**Excerpt provided:**
※

I’m posting an image every day (or as often as I can). A photo, an image from the internet, a diagram or a map. Whatever takes my fancy.

This wooden carving marks the point where two canals meet in Stroud. The Stroudwater Canal to the right allowed Severn river boats (trows) to carry Welsh coal to Stroud to power the steam engines taking over from the less efficient water power in the late 18th and early 19th centuries.
The Thames and Severn Canal, opening a few years later, enabled the smaller London barges to make their way to and from Oxford and London to the east.
Cargoes would need to be unloaded from barges and reloaded on trows or vice versa to make the entire journey. But London barges were not suitable for the waves, winds and currents of the River Severn, while trows were too large for the locks and other facilities of the upper Thames.

※

**Provided records:**
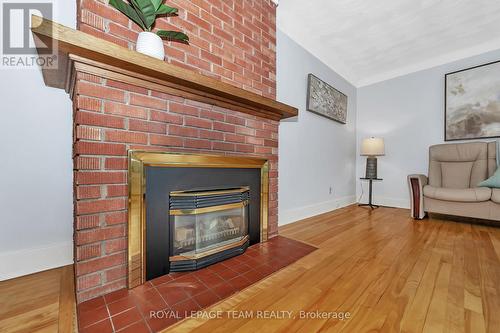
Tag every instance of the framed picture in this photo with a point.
(472, 103)
(325, 100)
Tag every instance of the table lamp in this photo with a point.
(372, 147)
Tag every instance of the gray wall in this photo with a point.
(408, 112)
(315, 153)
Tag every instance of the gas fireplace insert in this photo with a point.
(207, 225)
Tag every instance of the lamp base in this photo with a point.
(371, 168)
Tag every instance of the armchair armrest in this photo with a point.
(416, 184)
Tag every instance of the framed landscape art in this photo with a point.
(325, 100)
(472, 103)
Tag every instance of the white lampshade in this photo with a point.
(372, 147)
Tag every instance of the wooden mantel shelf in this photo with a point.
(93, 55)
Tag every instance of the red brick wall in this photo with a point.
(233, 41)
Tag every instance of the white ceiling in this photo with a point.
(368, 41)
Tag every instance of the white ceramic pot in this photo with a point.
(151, 44)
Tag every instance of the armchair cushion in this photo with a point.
(493, 181)
(476, 194)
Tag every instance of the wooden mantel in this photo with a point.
(100, 57)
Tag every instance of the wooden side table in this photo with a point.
(370, 192)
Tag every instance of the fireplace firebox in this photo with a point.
(207, 225)
(187, 211)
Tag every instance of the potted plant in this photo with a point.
(144, 14)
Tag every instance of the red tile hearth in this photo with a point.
(180, 293)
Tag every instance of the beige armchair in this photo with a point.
(451, 188)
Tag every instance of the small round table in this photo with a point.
(370, 204)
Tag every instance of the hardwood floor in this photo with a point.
(390, 273)
(40, 302)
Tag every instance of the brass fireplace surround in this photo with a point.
(138, 160)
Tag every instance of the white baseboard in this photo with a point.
(23, 262)
(297, 214)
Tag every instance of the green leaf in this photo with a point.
(146, 10)
(157, 3)
(173, 36)
(163, 9)
(128, 10)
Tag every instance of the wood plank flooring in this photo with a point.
(40, 302)
(390, 273)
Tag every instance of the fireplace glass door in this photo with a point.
(206, 222)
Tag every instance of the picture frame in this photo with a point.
(323, 99)
(472, 103)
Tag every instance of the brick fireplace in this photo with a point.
(232, 41)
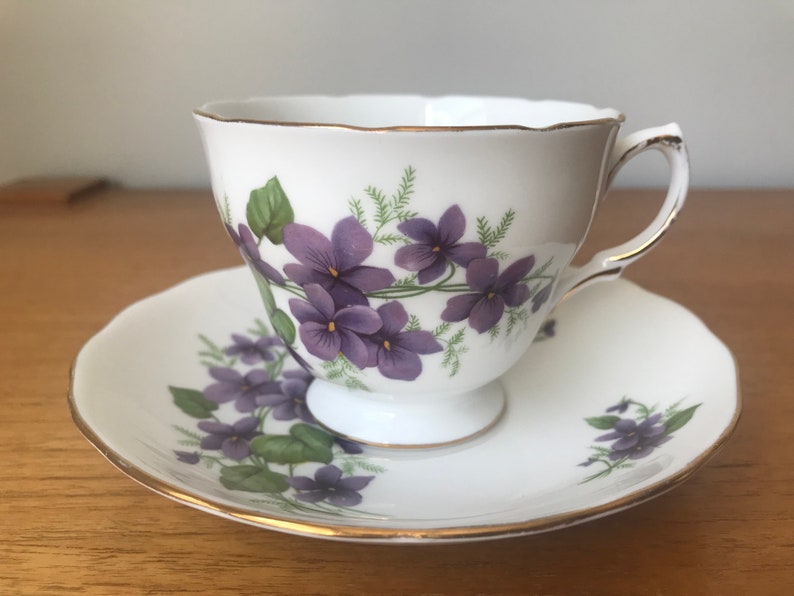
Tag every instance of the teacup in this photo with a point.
(409, 249)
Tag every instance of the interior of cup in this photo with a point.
(408, 111)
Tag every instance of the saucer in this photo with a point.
(622, 397)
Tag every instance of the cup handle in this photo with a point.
(608, 264)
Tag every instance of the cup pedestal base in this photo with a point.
(405, 421)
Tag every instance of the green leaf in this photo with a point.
(679, 419)
(602, 422)
(268, 211)
(283, 326)
(304, 444)
(253, 479)
(192, 402)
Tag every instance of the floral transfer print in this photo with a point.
(353, 315)
(252, 424)
(634, 437)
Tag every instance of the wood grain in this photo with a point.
(70, 523)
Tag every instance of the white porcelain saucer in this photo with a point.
(625, 398)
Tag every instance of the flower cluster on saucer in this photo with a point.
(253, 425)
(334, 284)
(635, 437)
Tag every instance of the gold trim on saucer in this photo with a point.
(376, 534)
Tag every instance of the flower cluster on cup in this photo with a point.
(335, 314)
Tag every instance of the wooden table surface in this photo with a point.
(71, 523)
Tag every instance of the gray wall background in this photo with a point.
(105, 87)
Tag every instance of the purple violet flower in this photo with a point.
(492, 292)
(394, 351)
(328, 485)
(232, 439)
(549, 328)
(635, 441)
(327, 332)
(252, 351)
(290, 402)
(246, 242)
(436, 244)
(335, 264)
(243, 390)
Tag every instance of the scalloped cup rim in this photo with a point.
(232, 111)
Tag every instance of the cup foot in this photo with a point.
(405, 421)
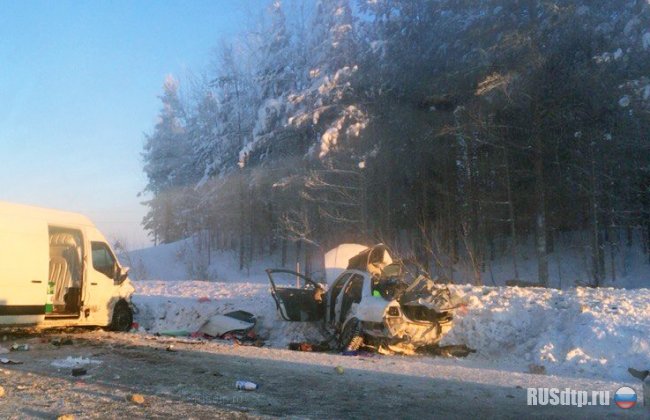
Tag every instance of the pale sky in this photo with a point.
(79, 85)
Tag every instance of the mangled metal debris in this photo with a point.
(369, 303)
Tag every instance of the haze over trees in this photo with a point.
(456, 132)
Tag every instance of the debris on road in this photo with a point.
(310, 347)
(6, 361)
(58, 341)
(136, 398)
(452, 350)
(20, 347)
(246, 385)
(74, 362)
(79, 371)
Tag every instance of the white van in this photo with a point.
(57, 269)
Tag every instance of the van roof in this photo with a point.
(40, 213)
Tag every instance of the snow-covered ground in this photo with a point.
(578, 332)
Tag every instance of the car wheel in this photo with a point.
(351, 338)
(122, 317)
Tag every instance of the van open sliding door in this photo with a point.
(24, 265)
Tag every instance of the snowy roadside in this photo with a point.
(583, 332)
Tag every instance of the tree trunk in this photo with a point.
(511, 216)
(540, 218)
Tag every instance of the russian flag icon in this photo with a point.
(625, 397)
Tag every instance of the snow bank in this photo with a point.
(599, 332)
(187, 305)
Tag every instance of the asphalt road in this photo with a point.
(197, 381)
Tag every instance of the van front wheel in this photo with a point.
(122, 317)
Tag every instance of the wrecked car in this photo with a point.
(368, 303)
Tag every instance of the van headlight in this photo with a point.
(393, 311)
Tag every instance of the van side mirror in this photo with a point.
(121, 273)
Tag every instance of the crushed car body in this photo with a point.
(368, 303)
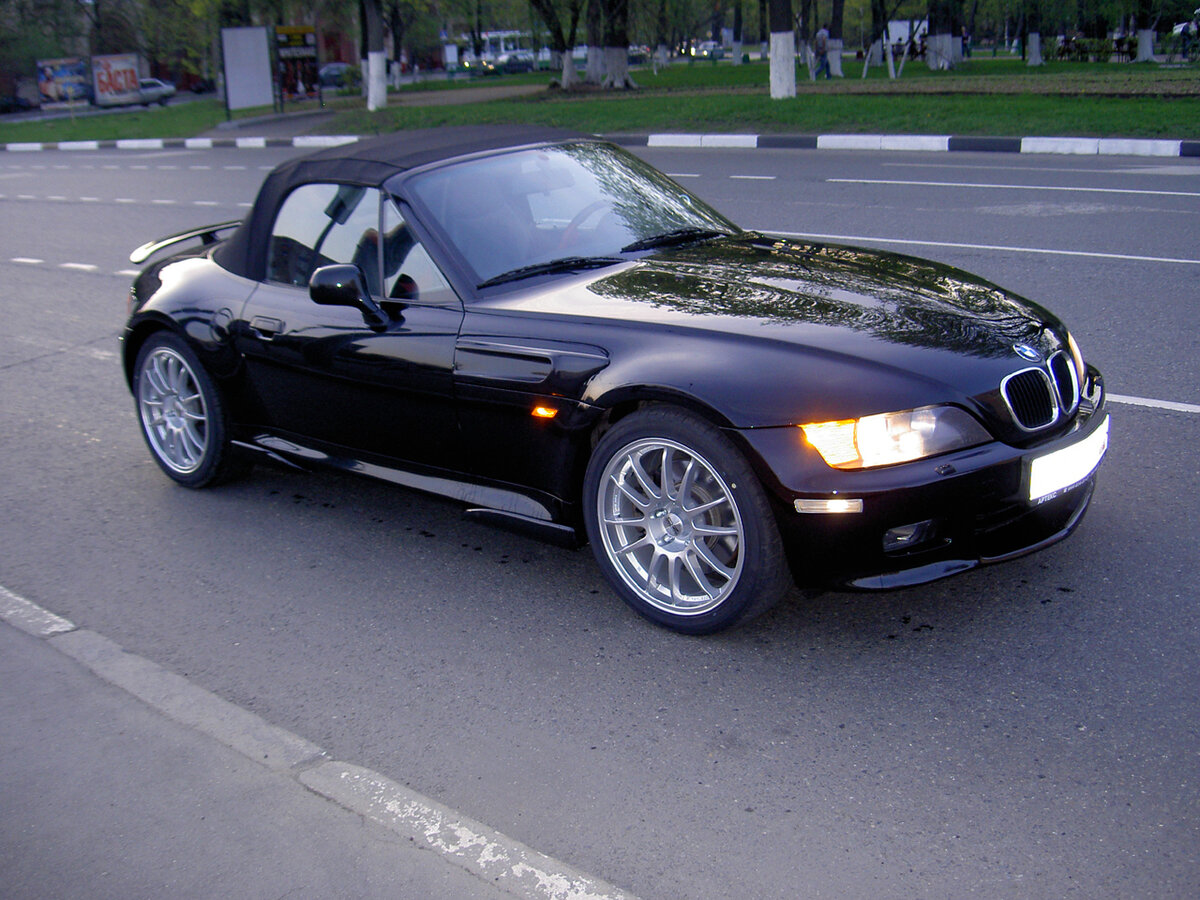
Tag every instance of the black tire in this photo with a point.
(697, 551)
(183, 415)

※

**Task instructions:**
**A)** In the post about the Stroud canals, what did trows carry to Stroud along the Stroudwater Canal?
**B)** Rewrite the post about the Stroud canals between "I’m posting an" and "early 19th centuries.", inclusive, changing "carving" to "sculpture".

**Task results:**
**A)** Welsh coal.

**B)**
I’m posting an image every day (or as often as I can). A photo, an image from the internet, a diagram or a map. Whatever takes my fancy.

This wooden sculpture marks the point where two canals meet in Stroud. The Stroudwater Canal to the right allowed Severn river boats (trows) to carry Welsh coal to Stroud to power the steam engines taking over from the less efficient water power in the late 18th and early 19th centuries.